**PROBLEM TO SOLVE**: Leave out every line that comes before the one containing "Target: golden sunlit fuselage", and reproduce the rest of the listing below exactly, through its last line.

**DATA SUPPLIED**:
++++++++++++++++++++
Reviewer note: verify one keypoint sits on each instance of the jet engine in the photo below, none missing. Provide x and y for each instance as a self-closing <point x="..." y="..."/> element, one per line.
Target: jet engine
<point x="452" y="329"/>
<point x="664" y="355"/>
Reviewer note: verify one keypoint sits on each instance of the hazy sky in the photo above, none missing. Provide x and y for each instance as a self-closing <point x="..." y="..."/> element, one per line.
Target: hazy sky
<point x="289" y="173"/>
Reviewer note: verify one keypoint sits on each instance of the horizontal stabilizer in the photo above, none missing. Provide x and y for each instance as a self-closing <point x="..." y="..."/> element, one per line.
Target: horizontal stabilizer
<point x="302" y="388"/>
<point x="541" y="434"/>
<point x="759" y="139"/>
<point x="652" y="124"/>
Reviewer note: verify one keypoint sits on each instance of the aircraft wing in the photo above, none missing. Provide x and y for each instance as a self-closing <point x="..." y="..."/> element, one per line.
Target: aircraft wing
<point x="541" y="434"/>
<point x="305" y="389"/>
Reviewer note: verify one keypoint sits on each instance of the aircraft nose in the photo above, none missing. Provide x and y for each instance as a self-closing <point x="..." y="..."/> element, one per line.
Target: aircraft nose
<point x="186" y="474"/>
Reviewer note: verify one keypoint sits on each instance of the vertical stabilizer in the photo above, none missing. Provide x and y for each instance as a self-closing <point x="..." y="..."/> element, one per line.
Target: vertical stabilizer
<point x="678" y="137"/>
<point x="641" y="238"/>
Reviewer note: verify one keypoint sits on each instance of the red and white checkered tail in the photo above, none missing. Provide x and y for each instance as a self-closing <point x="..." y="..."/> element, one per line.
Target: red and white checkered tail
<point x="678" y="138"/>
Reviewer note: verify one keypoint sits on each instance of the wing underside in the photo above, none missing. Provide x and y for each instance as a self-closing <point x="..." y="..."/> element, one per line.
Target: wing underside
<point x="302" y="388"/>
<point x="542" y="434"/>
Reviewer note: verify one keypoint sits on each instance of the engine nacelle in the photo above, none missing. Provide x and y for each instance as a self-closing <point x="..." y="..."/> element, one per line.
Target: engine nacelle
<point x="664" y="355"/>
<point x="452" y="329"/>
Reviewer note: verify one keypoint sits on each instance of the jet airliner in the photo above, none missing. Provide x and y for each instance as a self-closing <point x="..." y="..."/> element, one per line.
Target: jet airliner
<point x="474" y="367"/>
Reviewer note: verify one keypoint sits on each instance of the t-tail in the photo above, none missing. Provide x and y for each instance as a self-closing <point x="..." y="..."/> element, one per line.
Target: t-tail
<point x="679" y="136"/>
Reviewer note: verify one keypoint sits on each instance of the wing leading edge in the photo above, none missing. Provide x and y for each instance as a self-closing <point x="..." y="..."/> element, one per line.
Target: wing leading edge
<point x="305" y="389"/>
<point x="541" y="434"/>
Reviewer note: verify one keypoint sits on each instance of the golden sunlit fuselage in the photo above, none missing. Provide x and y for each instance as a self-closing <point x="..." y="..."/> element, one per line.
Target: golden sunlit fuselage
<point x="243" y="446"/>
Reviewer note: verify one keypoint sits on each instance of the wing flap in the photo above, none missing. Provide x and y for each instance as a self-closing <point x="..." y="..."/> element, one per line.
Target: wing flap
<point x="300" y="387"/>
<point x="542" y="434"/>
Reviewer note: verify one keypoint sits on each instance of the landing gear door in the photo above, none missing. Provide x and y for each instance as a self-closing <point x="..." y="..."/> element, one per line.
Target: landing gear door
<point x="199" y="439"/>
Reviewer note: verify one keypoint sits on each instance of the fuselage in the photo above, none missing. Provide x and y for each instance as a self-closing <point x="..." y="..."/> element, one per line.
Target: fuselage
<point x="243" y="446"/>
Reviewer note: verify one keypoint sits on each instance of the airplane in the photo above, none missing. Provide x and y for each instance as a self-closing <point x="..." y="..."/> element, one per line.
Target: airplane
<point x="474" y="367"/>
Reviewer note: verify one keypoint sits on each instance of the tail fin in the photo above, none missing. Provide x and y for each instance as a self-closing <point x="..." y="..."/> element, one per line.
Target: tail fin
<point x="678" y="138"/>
++++++++++++++++++++
**RESULT OF THIS TASK**:
Target: golden sunlit fuselage
<point x="243" y="446"/>
Reviewer note: verify one keypoint sits on each instance of the wing flap in the photo above, none missing. Provide x and y for each instance as a self-closing <point x="..." y="..."/> element, one per line.
Target: wing flap
<point x="300" y="387"/>
<point x="542" y="434"/>
Reviewer note: verify one keypoint sits on each instance of the landing gear door in the photo above, none missing. Provide x and y for each instance as a self-closing <point x="..." y="..."/> element, one per line.
Target: landing gear door
<point x="199" y="439"/>
Reviewer note: verify one keypoint sits on each instance of the fuselage in the photo above, none missing. Provide x and y for each instance as a self-closing <point x="..." y="..."/> element, one per line.
Target: fuselage
<point x="243" y="446"/>
Reviewer note: verify one keypoint sits on each instance of the airplane in the photo above, none missing. Provide x and y for each instance as a self-closing <point x="..." y="..."/> element, one per line.
Target: airplane
<point x="474" y="367"/>
Reviewer note: verify one keypoint sits on each instance of the tail fin in the photo above, none missing. Provide x and y for each instance as a self-closing <point x="..." y="..."/> element, one per line.
Target: tail fin
<point x="678" y="138"/>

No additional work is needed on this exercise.